Oración para la beatificación
de Monseñor Óscar Romero

Dios Padre de todos los hombres,
que nos diste en tu Siervo Oscar Romero,
a un Pastor fiel y celoso,
fervoroso amante de tu iglesia
y en ella de modo especial,
de los pobres y de los más necesitados,
concédenos que nosotros sepamos vivir
conforme al Evangelio de tu Hijo Jesús,
Dígnate glorificar a tu Siervo Oscar
y concédeme por su intercesión
el favor que te pido... Así sea.


Padre Nuestro, Ave María y Gloría.
______

Écrit par : C. | 22/04/2013

JEANNE D'ARC ET Mgr ROMERO

> D'après Aymeric Christensen :
« La question débattue au sein de la Congrégation pour la cause des saints, et qui ralentissait le procès, était de savoir si l'assassinat de Romero en mars 1980 pouvait vraiment être considéré comme un « martyre », ou s'il était d'abord dû à des motifs politiques. » (La Croix, 22/04/2013)

▶ [Extrait de données]
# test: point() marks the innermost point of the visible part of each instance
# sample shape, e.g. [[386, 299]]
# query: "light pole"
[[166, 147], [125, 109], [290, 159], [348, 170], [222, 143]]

▶ [Objectif de la tâche] Recopiez sans rien changer le passage de l'extrait sur Mgr Romero qui va de « Dios Padre de » jusqu'à « pido... Así sea. » inclus.

▶ [Résultat de l'exercice]
Dios Padre de todos los hombres,
que nos diste en tu Siervo Oscar Romero,
a un Pastor fiel y celoso,
fervoroso amante de tu iglesia
y en ella de modo especial,
de los pobres y de los más necesitados,
concédenos que nosotros sepamos vivir
conforme al Evangelio de tu Hijo Jesús,
Dígnate glorificar a tu Siervo Oscar
y concédeme por su intercesión
el favor que te pido... Así sea.